Rename "green bush" to "shrub" wherever it occurs in the entries below, reproducing everything else unchanged except for the pictures, which should be left out.

····················

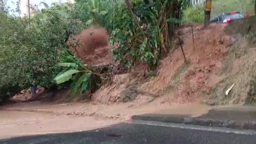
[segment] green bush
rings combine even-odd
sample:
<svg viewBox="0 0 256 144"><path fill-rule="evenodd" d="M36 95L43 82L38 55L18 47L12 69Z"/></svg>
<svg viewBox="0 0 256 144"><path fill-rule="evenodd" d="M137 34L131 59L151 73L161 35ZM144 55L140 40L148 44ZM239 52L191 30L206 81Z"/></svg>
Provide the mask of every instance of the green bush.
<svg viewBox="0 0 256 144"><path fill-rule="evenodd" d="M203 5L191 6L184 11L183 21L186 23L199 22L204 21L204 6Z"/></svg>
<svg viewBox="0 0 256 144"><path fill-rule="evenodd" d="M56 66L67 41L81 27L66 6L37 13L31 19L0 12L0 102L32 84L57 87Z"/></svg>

····················

Response for this exercise:
[segment] shrub
rings combine even-odd
sample:
<svg viewBox="0 0 256 144"><path fill-rule="evenodd" d="M36 95L43 82L38 55L18 47L12 69Z"/></svg>
<svg viewBox="0 0 256 144"><path fill-rule="evenodd" d="M137 34L131 59L151 73L161 35ZM144 55L140 40L148 44ZM239 52L191 30L206 81Z"/></svg>
Provide the mask of every instance of the shrub.
<svg viewBox="0 0 256 144"><path fill-rule="evenodd" d="M203 5L191 6L184 11L183 21L186 23L199 22L204 21L204 6Z"/></svg>
<svg viewBox="0 0 256 144"><path fill-rule="evenodd" d="M56 66L67 41L81 27L66 6L37 13L31 19L0 12L0 102L32 84L57 87Z"/></svg>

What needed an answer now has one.